- [What is needed]: Repeat every record exactly, but keep images out of the copy.

+++

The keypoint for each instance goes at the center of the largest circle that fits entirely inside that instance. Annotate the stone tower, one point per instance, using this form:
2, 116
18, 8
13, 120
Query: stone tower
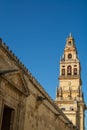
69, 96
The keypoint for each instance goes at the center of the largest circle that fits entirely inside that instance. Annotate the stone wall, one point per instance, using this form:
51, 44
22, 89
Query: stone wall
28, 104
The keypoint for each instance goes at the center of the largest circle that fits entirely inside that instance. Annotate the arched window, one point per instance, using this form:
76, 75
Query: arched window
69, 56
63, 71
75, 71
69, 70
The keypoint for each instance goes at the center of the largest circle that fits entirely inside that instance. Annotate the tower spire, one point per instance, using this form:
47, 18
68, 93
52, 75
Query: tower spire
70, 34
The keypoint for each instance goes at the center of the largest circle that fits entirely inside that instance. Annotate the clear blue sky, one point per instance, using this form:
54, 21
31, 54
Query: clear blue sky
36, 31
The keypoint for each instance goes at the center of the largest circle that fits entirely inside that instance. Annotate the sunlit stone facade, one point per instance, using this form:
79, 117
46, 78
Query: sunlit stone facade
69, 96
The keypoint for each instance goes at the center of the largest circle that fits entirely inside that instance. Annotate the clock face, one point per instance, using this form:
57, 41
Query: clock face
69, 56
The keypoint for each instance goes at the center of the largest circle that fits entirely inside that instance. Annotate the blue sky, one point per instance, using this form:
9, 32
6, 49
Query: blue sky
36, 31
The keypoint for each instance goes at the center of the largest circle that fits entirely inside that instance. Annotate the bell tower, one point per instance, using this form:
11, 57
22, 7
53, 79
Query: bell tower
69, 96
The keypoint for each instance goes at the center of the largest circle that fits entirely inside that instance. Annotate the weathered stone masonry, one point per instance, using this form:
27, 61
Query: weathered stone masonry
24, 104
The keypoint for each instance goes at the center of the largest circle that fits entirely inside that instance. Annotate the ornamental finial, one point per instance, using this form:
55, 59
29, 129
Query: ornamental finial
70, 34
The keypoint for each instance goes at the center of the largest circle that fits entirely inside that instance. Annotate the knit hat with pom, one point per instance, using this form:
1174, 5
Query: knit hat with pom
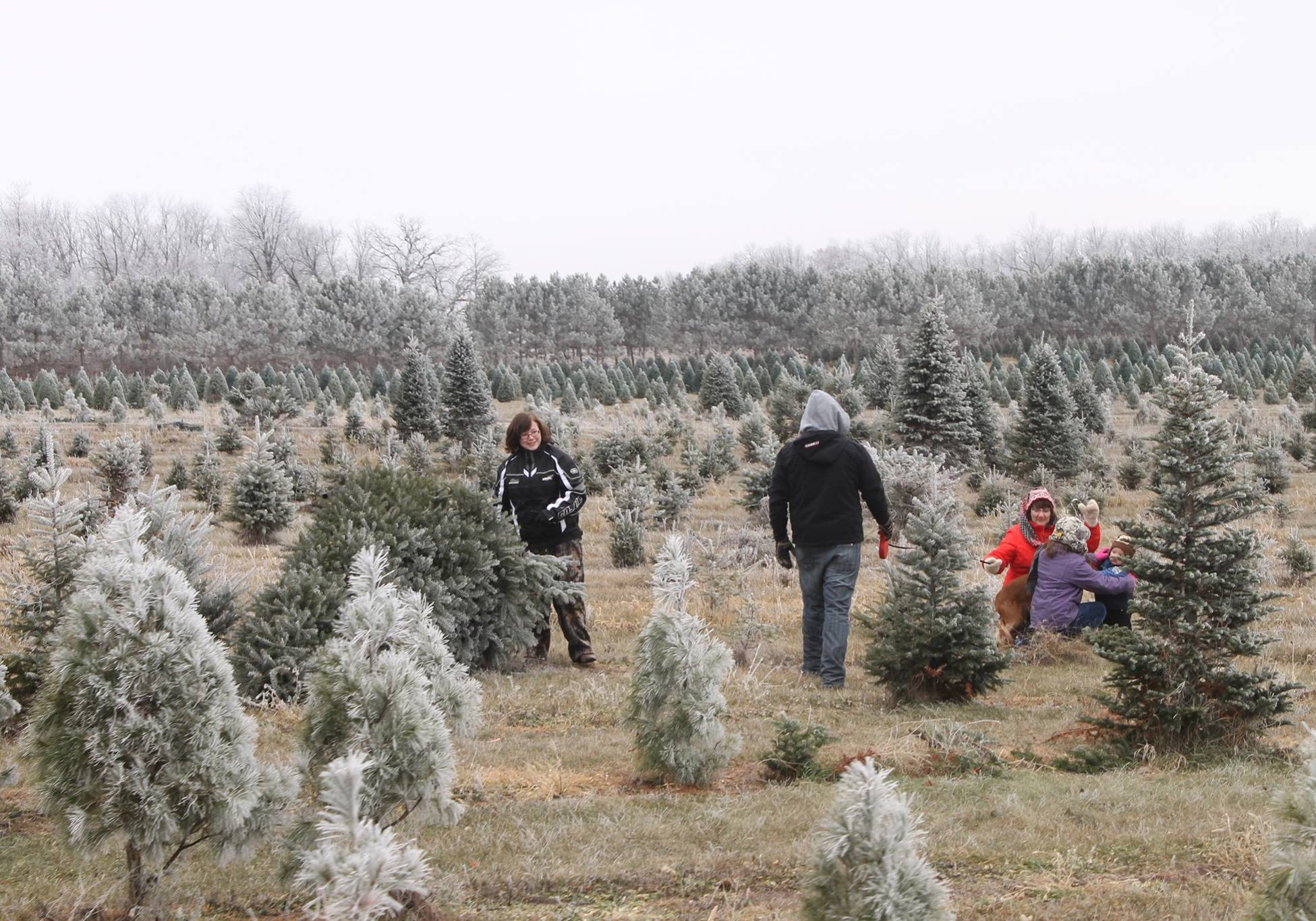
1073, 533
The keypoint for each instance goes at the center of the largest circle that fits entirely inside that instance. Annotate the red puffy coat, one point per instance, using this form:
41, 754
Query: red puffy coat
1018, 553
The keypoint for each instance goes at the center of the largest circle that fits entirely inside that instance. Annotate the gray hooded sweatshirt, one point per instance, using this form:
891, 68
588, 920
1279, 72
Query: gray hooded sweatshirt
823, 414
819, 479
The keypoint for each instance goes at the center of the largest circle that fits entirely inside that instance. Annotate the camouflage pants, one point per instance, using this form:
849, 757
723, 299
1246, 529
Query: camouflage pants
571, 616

+++

- [Finished answer]:
The keypoint for each instance goes at the center of the largest circle that fits entirely inside that instance. Annotate the stone tower, one point per instance, using this form:
2, 116
18, 8
13, 120
Query: stone tower
69, 96
The keypoint for each instance goes at the center of the largest circle that fits entirely inside that instance. Annotate the stone wall, one point per instance, using this form:
51, 44
22, 89
Query: stone wall
28, 104
The keypoint for each instance goes at the center of the largest circle that fits entirely inside that instance. Annotate the arched window, one point per instance, using this form:
76, 75
Query: arched window
69, 56
63, 71
75, 71
69, 70
The keypoint for each instance goes at the center of the largest circle that fits entirely inside that instance. Annotate the tower spire, one point per instance, using this form:
47, 18
68, 93
52, 75
Query: tower spire
70, 34
The keypoint for each instance goes at the center of the largest circle that fits entirely inside that instance. Annotate the clear blue sky, one point per instance, using this form:
54, 21
31, 54
Query: clear blue sky
36, 31
The keypoint for each instance goes at the center of the largest circle that fits entirely inside that instance. Annotate the sunlit stone facade, one point per instance, using this form:
79, 117
46, 78
Query: sunlit stone facade
69, 96
The keypoint for each instance goes at the center of the largest circle that fits entirely inside that instance. Annotate the clock face, one point per instance, using this form:
57, 41
Query: clock face
69, 56
The keypoint for each instance goes at the center of the largest circle that fits entirely inside that instance. Annotate the blue sky, one point per instance, using this form:
9, 32
6, 49
Query: blue sky
36, 31
The keypoint for each instance goes at the center of the largest circle that fits entirely inside that instance. Annotate the bell tower, one point per instance, using this form:
11, 57
22, 7
53, 79
Query: bell tower
69, 96
The keypoint for each instance goes at the center of the largest circle that fits entirely inside that instance. Annotate the weathered stone masonry, one point per instance, using this form:
27, 61
Query: weathered stone masonry
24, 104
The keypoint for each instance goes at the center of the largest circle that fits entirely inside that instance. Annotate the ornamental finial, one point per instance, using this form:
55, 59
29, 129
Query: ornamental finial
70, 34
The keypoint for each instance goes at the center of the largest circle that fits entirely inside that instance. Annotate the knit hat with pom, one point per instance, using this form:
1174, 5
Query: knit hat with pom
1073, 533
The keypoint for each instance goes at the center of the largest circle that fits entirely inside that instance. Annotate the red puffy coat, one point per instance, using this form:
41, 754
Query: red puffy coat
1018, 553
The keypoint for each instance goes at the center of the largest circle that fits entirely inside that instance. Annotate the gray hooded sweatshirt, one point per instance, using this form:
891, 68
588, 920
1279, 72
Query: gray hooded sweatshirt
823, 414
819, 479
The keypoint for each instance goes at the center of the largest circle that fits entirely inside that instance. Annotate the camouflage pants, one point per instance, using this form:
849, 757
723, 299
1246, 529
Query: camouflage pants
571, 616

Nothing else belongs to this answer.